──────── Texto de la página ────────

Las imágenes desgarradoras de inmigrantes procedentes del África subsahariana recogidos en las costas del sur (Cádiz o Canarias) han desaparecido de los telediarios veraniegos desde hace un par de años. Al menos ya no se ven más que esporádicamente. ¿Acaso han dejado de tirarse al mar en cayucos miles de seres desesperados dispuestos a todo por lograr una plaza para El Dorado? ¿O es que las mafias han tirado la toalla en su propósito de introducir de forma clandestina, por ejemplo, a nuevas esclavas sexuales para alimentar el rentable negocio de la prostitución?
Que nadie se engañe. Pese a todos los intentos de impedir que ‘hordas de hambrientos vengan a poner en peligro nuestro lujoso chiringuito’, los intentos por conseguir un billete al paraíso siguen costando demasiadas vidas humanas. Las fronteras se hacen cada vez más inexpugnables y las leyes más inhumanas, al tiempo que no son pocas las voces que se alzan para denunciar que ya está bien de pisotear los derechos que les asisten a estos seres humanos que sólo pretenden un futuro que mejore un presente calamitoso.
Paralelamente, la realidad nos conecta con la hipocresía criminal que distingue las políticas de control migratorio. Conscientes de la necesidad que acucia a miles de millones de personas que habitan el Sur pobre del planeta, los responsables políticos del Norte rico se dedicaron, en primer término a blindar las fronteras para impedir que nadie que ellos no quisieran las traspasara. Cuando la tozuda realidad demostró que la desesperación era capaz de saltar cualquier valla, por alta que ésta fuera, las naciones opulentas optaron por alejar la alambrada de sus límites territoriales. Era una forma astuta de mandar a dormir a las conciencias porque, como dice el refrán: ojos que no ven, corazón que no siente.

──────── Datos registrados ────────

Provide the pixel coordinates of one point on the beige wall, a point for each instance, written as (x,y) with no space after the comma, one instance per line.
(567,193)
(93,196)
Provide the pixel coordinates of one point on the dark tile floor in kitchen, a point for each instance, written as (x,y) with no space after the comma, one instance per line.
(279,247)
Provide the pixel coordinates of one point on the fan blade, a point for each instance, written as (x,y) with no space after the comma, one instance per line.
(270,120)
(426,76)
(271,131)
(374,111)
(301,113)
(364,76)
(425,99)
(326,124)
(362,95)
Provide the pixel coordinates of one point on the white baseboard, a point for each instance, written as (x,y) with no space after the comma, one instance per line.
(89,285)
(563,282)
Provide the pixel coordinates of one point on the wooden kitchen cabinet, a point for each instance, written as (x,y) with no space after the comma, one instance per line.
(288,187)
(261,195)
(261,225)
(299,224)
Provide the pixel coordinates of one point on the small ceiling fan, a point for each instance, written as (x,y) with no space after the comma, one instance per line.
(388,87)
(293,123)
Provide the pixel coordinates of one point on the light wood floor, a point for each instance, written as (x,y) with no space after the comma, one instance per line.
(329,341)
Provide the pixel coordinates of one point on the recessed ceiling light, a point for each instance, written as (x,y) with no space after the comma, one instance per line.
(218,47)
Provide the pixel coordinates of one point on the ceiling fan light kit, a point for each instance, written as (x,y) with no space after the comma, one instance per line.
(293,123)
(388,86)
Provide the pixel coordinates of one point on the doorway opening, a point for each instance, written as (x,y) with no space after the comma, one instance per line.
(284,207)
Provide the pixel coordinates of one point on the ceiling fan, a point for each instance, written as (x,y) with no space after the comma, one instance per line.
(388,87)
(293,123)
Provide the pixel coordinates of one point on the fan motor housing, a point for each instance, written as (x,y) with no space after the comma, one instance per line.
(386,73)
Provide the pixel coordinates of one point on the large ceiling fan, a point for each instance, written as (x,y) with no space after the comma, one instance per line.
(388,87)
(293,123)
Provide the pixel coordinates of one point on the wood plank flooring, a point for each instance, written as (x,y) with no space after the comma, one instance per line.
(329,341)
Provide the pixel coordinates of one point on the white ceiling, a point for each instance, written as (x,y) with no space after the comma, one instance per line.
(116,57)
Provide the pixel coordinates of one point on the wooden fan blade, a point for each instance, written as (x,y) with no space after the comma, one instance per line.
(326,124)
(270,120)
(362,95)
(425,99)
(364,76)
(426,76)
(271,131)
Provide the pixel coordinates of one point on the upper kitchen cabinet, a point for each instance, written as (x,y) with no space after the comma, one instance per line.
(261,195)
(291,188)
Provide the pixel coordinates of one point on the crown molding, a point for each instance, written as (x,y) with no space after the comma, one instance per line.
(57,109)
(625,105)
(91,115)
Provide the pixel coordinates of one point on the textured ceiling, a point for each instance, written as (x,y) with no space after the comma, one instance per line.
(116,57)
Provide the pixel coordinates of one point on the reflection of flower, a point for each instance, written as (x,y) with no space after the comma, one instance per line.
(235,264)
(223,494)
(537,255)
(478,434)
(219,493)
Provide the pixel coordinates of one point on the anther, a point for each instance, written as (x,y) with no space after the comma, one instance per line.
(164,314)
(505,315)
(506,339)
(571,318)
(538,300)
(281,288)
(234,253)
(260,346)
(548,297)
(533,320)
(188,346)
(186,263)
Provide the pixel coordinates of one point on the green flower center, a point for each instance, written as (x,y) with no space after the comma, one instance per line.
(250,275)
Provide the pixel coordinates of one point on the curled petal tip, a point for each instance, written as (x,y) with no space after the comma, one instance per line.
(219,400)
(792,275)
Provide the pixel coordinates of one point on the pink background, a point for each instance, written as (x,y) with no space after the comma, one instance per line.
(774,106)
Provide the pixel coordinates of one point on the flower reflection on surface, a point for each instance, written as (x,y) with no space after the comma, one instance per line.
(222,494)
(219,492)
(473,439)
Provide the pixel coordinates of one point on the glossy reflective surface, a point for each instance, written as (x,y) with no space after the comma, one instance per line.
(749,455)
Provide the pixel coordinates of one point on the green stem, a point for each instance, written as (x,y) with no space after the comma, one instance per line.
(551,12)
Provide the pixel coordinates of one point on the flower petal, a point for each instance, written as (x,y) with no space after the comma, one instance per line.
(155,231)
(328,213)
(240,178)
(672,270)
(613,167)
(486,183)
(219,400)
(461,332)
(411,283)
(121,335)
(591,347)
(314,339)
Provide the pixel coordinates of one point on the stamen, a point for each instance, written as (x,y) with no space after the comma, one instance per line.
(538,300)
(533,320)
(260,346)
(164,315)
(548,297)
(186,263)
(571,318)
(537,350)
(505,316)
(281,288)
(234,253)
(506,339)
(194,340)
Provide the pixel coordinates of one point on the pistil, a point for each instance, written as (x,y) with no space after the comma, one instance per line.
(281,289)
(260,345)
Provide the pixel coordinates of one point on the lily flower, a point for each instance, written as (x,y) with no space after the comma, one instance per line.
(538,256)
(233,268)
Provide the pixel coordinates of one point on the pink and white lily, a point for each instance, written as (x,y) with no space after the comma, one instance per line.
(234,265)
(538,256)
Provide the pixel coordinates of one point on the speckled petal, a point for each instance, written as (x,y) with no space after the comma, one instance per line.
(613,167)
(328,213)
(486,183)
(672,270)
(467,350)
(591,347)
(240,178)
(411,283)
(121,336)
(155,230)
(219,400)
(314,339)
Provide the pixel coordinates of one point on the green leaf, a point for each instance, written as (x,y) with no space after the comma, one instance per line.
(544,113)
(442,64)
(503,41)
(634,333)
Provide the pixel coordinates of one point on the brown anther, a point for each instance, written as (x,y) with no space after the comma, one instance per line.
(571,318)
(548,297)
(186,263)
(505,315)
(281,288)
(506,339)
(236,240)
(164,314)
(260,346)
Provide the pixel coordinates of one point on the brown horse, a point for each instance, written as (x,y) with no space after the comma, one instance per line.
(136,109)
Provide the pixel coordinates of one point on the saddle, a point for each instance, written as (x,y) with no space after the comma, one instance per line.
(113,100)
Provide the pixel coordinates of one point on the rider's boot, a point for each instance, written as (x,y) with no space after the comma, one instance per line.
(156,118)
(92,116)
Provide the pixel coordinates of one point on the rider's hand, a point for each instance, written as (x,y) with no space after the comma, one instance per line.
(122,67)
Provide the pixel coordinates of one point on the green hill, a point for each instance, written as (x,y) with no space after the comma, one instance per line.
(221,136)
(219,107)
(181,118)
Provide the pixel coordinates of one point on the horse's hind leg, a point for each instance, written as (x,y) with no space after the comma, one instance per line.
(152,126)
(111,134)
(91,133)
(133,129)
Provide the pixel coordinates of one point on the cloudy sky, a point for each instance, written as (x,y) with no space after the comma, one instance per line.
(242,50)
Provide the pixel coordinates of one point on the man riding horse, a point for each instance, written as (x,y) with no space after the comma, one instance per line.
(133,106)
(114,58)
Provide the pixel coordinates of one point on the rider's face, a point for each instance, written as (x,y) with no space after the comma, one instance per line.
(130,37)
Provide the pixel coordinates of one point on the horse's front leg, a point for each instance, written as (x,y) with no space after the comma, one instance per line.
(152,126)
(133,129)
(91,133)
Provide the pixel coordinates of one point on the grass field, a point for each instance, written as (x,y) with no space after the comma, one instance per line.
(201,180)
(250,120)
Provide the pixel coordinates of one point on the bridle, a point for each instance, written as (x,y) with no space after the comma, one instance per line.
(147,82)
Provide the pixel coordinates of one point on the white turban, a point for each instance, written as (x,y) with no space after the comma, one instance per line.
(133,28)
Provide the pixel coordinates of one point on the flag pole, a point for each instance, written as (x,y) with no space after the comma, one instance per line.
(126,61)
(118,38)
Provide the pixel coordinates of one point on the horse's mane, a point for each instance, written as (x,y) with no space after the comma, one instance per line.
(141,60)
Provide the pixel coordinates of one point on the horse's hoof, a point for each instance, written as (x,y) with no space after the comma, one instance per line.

────────

Continúa el texto sobre la inmigración subsahariana y las políticas de control migratorio a partir de su última oración.

Así, países como España y Estados Unidos, ambos sometidos a una fuerte presión migratoria, convencieron a sus vecinos del Sur para que fueran ellos los que se encargaran de hacer el trabajo sucio. En el caso de España el apaño se hizo con los dirigentes de los países africanos de los que partían las pateras y cayucos. La solución pasaba por la firma de convenios de cooperación que repartían unos cuantos millones de euros para comprar fragatas guardacostas y potenciar el control marítimo de las costas de Senegal, Mauritania o Guinea. Además, la operación se maquillaba con programas de formación para evitar que sus habitantes se vieran obligados a emigrar. El único detalle que pasaron por alto (por supuesto que sí lo saben, pero les importa un bledo que así sea) es que los profesionales formados se van a topar con un mercado laboral, en su países de origen, con porcentajes de paro que triplican el que tenemos en España.
Mientras el océano se sigue tragando a cientos de seres humanos en silencio. Porque si hay algo cierto es que nada va a detener su ansía de progresar. Siempre son los mejores, los y las más valientes quienes se embarcan a riesgo de morir en el intento. Esas mismas personas que, si logran entrar, siguen colaborando, junto a otros dos millones de inmigrantes extranjeros, en sostener el sistema público de pensiones, evitando con sus aportaciones a la Seguridad Social que el Estando del Bienestar español se derrumbe como un castillo de arena.